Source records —
________________

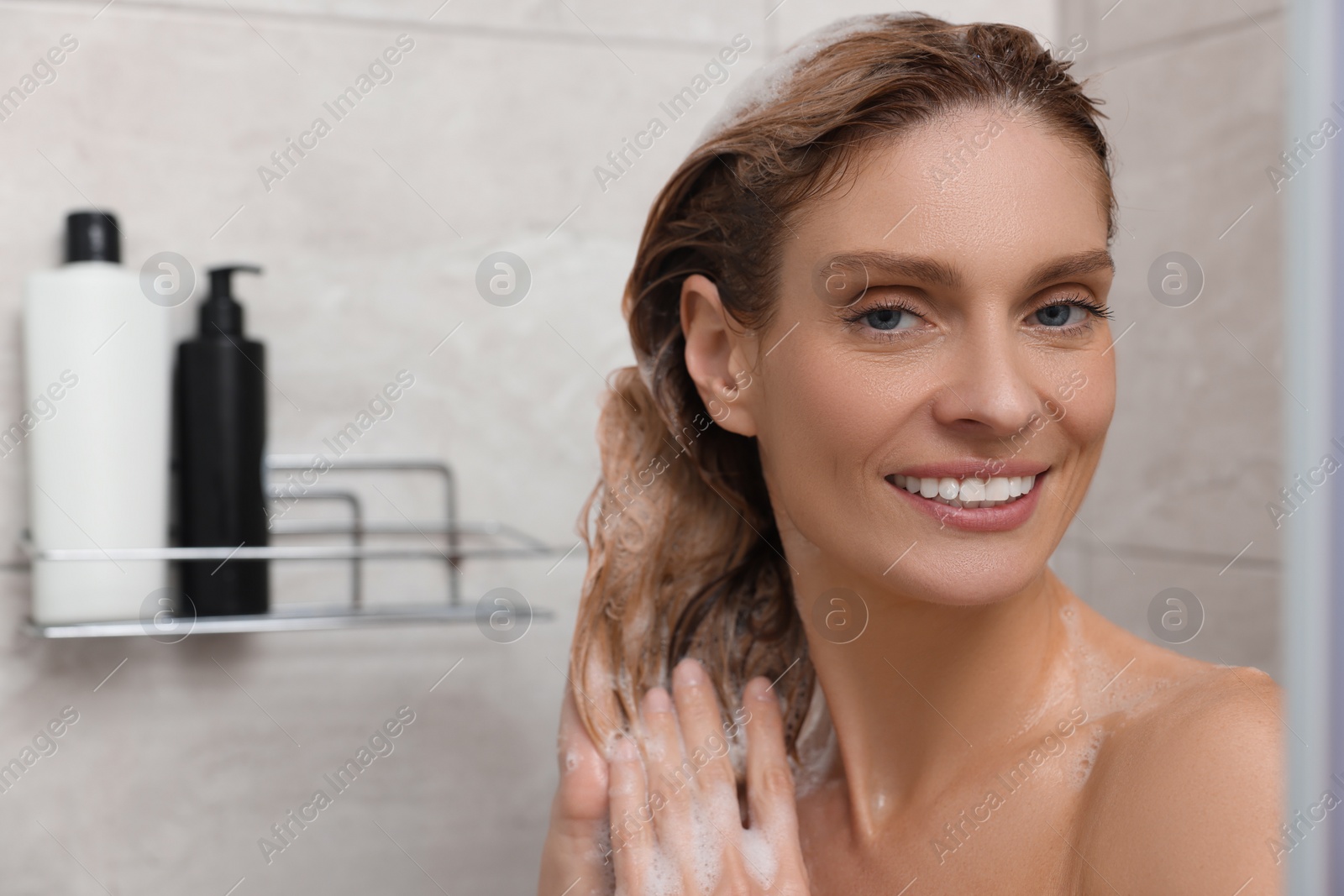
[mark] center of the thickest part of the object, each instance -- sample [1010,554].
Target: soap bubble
[167,616]
[840,616]
[1175,616]
[503,280]
[167,280]
[503,616]
[1175,280]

________________

Rewrite every line of the data above, multiplying each answer coordinate by 1.9 and rounding to whole numbers with halves rounded up. Keep the sample point in the text unchanged, and leave the pictures out of your answer.

Output of the task —
[mark] center of the thickest part of the object, each instance -- sample [1010,554].
Target: soap bubble
[317,1170]
[1596,1170]
[2233,1170]
[956,532]
[317,532]
[956,1170]
[2233,532]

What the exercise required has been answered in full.